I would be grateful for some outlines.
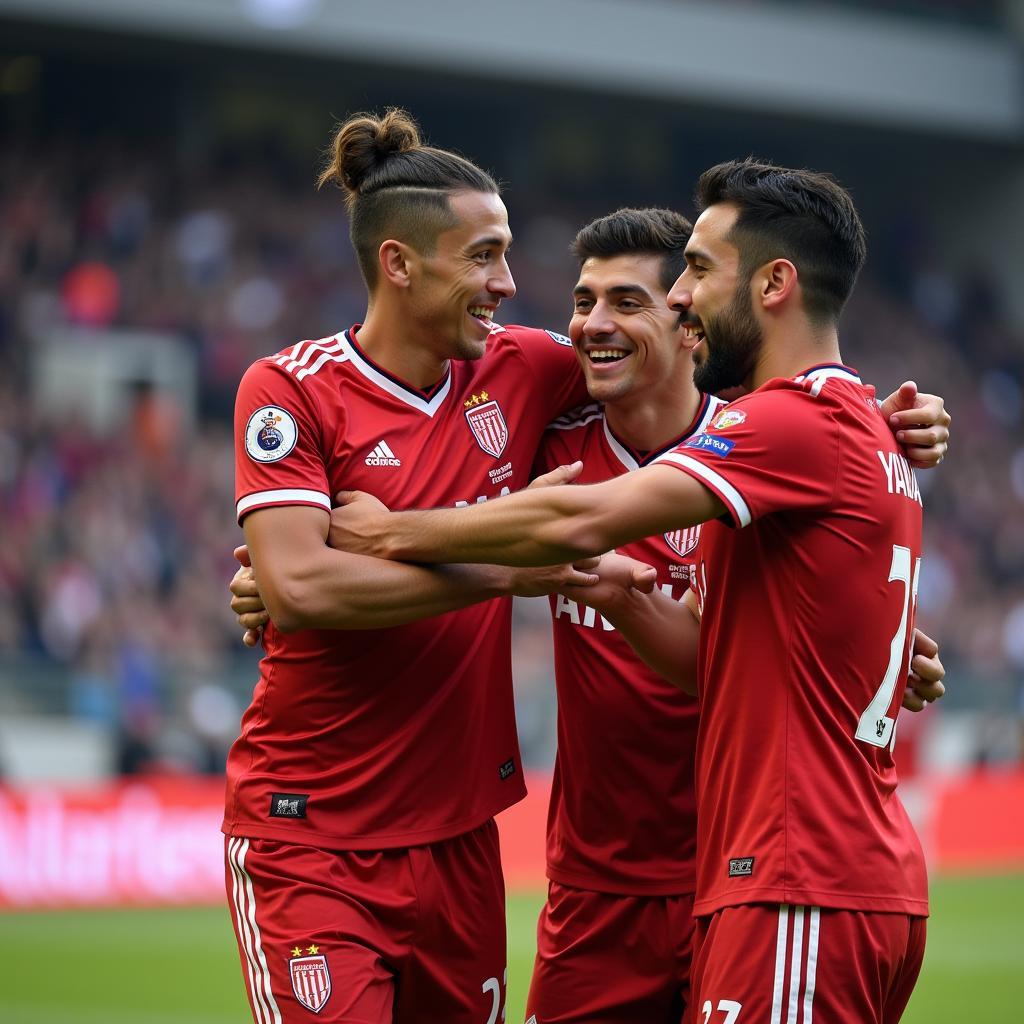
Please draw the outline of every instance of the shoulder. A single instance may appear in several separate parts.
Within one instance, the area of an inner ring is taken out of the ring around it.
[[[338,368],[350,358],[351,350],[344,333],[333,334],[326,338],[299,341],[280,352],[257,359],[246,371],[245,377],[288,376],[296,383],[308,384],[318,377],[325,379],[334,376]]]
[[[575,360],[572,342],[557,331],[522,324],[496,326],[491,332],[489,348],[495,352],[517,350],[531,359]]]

...

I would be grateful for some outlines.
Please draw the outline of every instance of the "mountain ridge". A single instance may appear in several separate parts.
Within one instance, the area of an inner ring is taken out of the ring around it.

==

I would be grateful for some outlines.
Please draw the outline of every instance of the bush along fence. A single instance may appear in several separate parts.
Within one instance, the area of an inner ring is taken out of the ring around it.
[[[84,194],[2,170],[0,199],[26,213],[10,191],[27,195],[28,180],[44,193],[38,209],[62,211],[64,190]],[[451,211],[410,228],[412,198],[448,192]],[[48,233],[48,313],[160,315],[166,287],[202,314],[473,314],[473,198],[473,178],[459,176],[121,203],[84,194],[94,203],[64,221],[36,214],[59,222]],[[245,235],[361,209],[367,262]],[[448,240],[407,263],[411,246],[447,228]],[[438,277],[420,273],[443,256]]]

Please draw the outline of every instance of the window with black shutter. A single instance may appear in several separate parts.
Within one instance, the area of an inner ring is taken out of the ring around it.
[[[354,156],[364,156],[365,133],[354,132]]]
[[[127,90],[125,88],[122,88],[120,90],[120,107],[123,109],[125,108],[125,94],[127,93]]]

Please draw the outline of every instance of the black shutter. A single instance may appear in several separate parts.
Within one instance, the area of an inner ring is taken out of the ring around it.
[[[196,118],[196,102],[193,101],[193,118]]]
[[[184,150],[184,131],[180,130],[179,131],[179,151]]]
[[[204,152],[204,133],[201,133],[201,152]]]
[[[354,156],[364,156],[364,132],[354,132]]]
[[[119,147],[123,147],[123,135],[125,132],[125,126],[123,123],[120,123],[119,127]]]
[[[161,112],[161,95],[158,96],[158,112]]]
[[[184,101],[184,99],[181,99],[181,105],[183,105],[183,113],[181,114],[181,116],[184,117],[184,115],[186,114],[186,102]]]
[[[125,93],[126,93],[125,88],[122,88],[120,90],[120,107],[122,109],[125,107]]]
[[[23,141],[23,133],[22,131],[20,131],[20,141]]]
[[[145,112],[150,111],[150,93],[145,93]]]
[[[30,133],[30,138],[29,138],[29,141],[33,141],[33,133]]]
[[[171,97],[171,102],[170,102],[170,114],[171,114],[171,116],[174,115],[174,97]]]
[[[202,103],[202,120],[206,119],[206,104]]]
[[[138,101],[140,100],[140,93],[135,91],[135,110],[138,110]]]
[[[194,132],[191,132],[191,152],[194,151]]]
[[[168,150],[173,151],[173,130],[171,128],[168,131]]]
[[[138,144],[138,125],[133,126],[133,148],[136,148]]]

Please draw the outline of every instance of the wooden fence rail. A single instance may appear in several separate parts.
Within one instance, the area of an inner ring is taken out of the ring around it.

What the exercise asks: Wherever the word "several" appears in the listing above, copy that line.

Response to this exercise:
Please draw the outline of every instance of the shoulder. A single instance may appear in several separate parts.
Please draw the outline of every instance of the "mountain ridge". A single instance may appear in several separate parts.
Please draw the outline of every instance of the bush along fence. A single instance may appear in several separate parts.
Please draw the outline of every instance of the window with black shutter. A single instance may appear in several separate parts.
Please draw the outline of every instance of the black shutter. A single instance may appear in several separate parts.
Please draw the outline of every instance of the wooden fence rail. A single instance may appear in several separate parts.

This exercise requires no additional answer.